─── Document ───
Attention Southeast Asia Startups! Have You Ever Wanted Access To Japan’s Lucrative Market?

Well, Now You Can with Japan’s ADX Initiative.

The move by Japan’s Ministry of Economy, Trade and Industry (METI) to allow Asian startups to list on the Tokyo Stock Exchange (TSE) is an unprecedented opportunity for emerging startups in the region to gain access to the lucrative Japanese market, which is robust in its depth and hardware technologies, such as robotics, Internet of Things (IoT) and 3D printing. Now Southeast Asian startups can leverage on the strengths of Japanese companies and form strategic business partnerships and collaborations to either build a solid foundational base in the country, or to use it as a springboard to launch their operations throughout the Southeast Asian region.

In line with this announcement for Asian startups to list on the TSE, the Japanese government has also initiated the Asia Digital Transformation Partnership Initiative (ADX Initiative), which will support the efforts of Asian startups to list on the TSE and with their initial public offerings (IPO), which is the world’s fourth largest stock exchange by aggregate market capitalization of listed companies, and Asia’s largest.
───
* Given problem a *
How many lines of the records contain the string "blue", with only matches in the same case counted? Reply with the number alone.
The text above and the records are unrelated material.
─── Data in this exercise ───
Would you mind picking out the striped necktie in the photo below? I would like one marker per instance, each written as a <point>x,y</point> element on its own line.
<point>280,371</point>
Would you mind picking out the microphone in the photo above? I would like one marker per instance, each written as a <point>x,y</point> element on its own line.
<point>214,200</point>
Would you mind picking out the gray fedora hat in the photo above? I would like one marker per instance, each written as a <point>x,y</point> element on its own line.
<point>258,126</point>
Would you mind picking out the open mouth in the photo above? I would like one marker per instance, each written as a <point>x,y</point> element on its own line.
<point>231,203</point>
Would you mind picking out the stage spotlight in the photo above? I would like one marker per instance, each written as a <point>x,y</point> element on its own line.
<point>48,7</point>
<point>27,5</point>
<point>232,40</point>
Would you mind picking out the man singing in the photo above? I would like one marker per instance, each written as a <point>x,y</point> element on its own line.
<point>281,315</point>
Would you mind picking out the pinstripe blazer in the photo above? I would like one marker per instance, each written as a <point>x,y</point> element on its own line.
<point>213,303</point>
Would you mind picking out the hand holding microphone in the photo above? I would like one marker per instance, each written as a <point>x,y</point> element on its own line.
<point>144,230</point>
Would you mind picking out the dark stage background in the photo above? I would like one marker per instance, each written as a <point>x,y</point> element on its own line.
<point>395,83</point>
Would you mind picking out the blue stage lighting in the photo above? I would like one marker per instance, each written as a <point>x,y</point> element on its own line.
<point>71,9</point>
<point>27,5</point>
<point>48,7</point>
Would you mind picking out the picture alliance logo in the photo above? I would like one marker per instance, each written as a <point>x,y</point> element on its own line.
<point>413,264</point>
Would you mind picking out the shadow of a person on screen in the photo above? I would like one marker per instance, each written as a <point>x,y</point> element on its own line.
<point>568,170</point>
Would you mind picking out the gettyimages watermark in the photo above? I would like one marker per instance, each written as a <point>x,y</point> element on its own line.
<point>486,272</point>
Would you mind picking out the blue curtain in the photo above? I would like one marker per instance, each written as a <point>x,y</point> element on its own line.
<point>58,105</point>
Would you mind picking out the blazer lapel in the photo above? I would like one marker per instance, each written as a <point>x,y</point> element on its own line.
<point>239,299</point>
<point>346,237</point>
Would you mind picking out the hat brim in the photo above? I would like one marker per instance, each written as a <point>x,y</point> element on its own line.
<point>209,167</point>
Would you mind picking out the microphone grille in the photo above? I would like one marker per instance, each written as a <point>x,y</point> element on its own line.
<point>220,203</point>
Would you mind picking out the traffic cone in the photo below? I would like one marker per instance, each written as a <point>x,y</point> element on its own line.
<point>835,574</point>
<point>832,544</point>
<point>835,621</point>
───
* Given problem b *
Which abbreviations does the article on Japan's ADX Initiative introduce in parentheses?

* Correct response a *
2

* Correct response b *
METI, TSE, IoT, ADX Initiative, IPO